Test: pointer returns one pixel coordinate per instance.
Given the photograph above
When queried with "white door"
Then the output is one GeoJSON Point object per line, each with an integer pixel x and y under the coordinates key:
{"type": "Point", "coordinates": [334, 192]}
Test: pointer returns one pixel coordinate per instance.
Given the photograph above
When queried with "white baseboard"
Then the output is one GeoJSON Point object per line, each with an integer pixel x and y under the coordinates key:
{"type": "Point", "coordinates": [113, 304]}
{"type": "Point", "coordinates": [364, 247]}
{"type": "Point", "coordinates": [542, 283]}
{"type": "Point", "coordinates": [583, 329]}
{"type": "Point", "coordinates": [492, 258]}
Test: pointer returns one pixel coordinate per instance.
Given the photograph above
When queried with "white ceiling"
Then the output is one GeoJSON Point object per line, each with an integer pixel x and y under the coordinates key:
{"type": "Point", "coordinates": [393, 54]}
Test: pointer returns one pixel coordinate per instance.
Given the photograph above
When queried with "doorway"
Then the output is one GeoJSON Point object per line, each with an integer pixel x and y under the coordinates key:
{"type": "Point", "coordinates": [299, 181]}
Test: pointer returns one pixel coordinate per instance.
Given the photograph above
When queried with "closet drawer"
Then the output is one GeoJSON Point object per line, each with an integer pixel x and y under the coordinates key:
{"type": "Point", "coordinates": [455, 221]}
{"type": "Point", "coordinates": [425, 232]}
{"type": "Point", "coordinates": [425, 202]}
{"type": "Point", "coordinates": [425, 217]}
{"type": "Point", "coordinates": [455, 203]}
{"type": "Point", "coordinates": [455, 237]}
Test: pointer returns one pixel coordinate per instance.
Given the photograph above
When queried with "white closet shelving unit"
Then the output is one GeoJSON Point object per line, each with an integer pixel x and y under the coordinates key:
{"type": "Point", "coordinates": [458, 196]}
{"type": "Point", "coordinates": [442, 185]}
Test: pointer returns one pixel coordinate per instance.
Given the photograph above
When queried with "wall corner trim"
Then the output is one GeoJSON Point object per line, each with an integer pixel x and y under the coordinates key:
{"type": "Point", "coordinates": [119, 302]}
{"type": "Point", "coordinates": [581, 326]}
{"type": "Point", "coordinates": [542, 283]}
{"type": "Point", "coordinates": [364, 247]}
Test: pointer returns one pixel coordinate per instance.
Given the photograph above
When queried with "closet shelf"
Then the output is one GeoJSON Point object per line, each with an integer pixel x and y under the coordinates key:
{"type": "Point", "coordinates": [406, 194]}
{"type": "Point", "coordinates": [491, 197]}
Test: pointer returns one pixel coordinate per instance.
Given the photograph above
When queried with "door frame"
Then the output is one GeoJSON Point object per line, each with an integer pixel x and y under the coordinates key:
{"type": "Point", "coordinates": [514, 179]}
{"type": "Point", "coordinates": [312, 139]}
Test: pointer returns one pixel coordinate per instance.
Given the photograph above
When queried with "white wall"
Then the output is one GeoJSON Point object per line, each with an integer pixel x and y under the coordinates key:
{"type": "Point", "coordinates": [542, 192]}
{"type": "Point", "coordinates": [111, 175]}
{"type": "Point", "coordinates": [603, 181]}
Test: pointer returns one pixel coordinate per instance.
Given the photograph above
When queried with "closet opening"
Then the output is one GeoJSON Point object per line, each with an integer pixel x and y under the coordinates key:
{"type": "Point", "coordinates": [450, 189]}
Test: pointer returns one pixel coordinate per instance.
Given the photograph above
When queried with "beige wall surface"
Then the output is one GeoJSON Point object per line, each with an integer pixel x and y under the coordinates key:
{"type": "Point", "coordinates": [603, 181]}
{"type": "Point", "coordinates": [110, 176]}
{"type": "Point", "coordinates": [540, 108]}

TASK OBJECTIVE = Among the entries, work out how many lines include the word "closet". Answer with that number only.

TASK ANSWER = 4